** DIRECTIONS FOR THIS TASK **
What follows is a block of records; restate each one word for word.

(Dataset rows)
-- begin --
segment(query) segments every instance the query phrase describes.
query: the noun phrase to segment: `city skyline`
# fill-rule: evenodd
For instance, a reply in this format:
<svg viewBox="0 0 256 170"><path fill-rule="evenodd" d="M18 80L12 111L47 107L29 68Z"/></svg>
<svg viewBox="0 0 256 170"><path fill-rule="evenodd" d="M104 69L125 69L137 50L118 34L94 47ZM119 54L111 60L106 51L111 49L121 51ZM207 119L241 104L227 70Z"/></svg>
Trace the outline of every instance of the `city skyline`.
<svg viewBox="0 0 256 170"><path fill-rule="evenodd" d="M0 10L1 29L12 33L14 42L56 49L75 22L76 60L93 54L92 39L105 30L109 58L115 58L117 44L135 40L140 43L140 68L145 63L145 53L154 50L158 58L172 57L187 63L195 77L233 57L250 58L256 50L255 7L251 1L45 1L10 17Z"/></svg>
-- end --
** EXERCISE SOLUTION **
segment(query) segments every instance the query phrase describes.
query: the noun phrase to segment: `city skyline`
# fill-rule: evenodd
For instance, a reply in this format:
<svg viewBox="0 0 256 170"><path fill-rule="evenodd" d="M18 80L12 111L47 107L29 68Z"/></svg>
<svg viewBox="0 0 256 170"><path fill-rule="evenodd" d="M104 69L125 69L137 50L118 34L94 47ZM119 54L111 60L106 51L111 49L121 51ZM207 119L241 104L227 70Z"/></svg>
Trace the outline of every instance of the `city skyline`.
<svg viewBox="0 0 256 170"><path fill-rule="evenodd" d="M0 10L1 29L12 33L14 42L56 49L75 22L76 60L93 54L92 39L105 30L109 58L115 58L117 44L135 40L140 43L140 68L145 63L145 53L154 50L158 58L172 57L187 63L195 77L233 57L250 58L256 50L255 7L251 1L45 1L10 17Z"/></svg>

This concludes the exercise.